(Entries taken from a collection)

-- -- --

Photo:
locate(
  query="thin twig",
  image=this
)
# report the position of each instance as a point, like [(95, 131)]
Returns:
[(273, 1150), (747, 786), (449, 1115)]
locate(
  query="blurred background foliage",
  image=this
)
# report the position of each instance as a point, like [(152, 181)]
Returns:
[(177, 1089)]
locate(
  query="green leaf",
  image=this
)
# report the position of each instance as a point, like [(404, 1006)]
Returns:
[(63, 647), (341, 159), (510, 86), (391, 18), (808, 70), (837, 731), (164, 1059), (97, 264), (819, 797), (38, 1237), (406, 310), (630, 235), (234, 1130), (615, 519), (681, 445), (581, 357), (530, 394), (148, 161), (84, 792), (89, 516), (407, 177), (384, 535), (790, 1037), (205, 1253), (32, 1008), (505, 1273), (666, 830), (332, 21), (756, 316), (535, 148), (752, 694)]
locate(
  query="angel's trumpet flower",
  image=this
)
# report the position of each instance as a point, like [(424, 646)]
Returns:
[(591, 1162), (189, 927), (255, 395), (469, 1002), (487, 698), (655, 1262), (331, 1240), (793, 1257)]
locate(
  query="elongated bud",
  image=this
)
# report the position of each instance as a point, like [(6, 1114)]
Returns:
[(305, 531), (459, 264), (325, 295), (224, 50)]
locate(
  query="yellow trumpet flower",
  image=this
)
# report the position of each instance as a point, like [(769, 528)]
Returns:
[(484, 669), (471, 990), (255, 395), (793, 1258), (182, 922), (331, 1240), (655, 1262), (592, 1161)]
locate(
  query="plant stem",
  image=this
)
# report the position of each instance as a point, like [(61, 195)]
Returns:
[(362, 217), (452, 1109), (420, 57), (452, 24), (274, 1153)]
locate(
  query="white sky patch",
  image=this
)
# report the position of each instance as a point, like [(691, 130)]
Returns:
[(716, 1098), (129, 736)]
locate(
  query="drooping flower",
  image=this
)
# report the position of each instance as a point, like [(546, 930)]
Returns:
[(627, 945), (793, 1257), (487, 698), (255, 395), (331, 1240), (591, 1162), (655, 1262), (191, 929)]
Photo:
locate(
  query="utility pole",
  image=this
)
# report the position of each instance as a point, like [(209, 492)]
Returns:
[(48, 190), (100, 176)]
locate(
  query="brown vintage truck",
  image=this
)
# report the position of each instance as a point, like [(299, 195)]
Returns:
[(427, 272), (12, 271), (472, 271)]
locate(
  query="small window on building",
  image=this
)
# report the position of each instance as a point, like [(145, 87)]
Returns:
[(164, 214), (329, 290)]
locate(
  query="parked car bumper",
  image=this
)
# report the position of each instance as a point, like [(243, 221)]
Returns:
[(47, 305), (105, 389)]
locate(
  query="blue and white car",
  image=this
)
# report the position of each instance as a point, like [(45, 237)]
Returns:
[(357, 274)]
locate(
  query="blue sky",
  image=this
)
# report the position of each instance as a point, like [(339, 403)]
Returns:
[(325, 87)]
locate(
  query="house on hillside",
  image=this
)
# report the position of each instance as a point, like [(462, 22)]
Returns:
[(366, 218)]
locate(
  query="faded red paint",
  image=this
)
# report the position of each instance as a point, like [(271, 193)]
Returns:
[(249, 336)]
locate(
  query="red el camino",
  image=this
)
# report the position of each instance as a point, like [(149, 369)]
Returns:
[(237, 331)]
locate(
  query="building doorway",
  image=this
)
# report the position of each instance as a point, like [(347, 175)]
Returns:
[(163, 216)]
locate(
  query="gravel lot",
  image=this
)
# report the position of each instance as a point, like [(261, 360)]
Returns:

-- -- --

— What you should do —
Write out the lines above word for word, beginning with the first line and stopping after the line that contains "[(305, 531), (459, 264), (325, 295), (224, 50)]".

— Exercise response —
Photo:
locate(
  query="thin twig",
  image=this
)
# report the position of each instance as a point, like [(95, 131)]
Returns:
[(273, 1150), (747, 786), (449, 1115)]
locate(
  query="blurred background foliage",
  image=this
)
# report the position of each instance as a point, like [(152, 181)]
Returns:
[(177, 1089)]
locate(
  query="green leaf",
  image=this
)
# report the position of each instance as a point, like [(404, 1006)]
Returns:
[(63, 647), (341, 159), (510, 86), (391, 18), (808, 70), (837, 731), (164, 1059), (97, 264), (819, 797), (38, 1237), (406, 310), (630, 235), (234, 1130), (615, 519), (681, 445), (581, 357), (530, 394), (148, 161), (84, 792), (89, 516), (407, 177), (384, 535), (790, 1037), (205, 1253), (32, 1008), (505, 1273), (666, 830), (332, 21), (756, 316), (535, 148), (752, 694)]
locate(
  query="angel's trumpet flower",
  image=this
)
# report the position of each instance as a point, like [(424, 646)]
Returns:
[(591, 1162), (189, 927), (255, 395), (469, 1002), (487, 698), (655, 1262), (331, 1240), (793, 1257)]
locate(
  query="elongated bud",
  image=this
)
# report the position of each instance as a point, like [(6, 1114)]
Returns:
[(305, 531), (459, 264), (325, 295), (224, 50)]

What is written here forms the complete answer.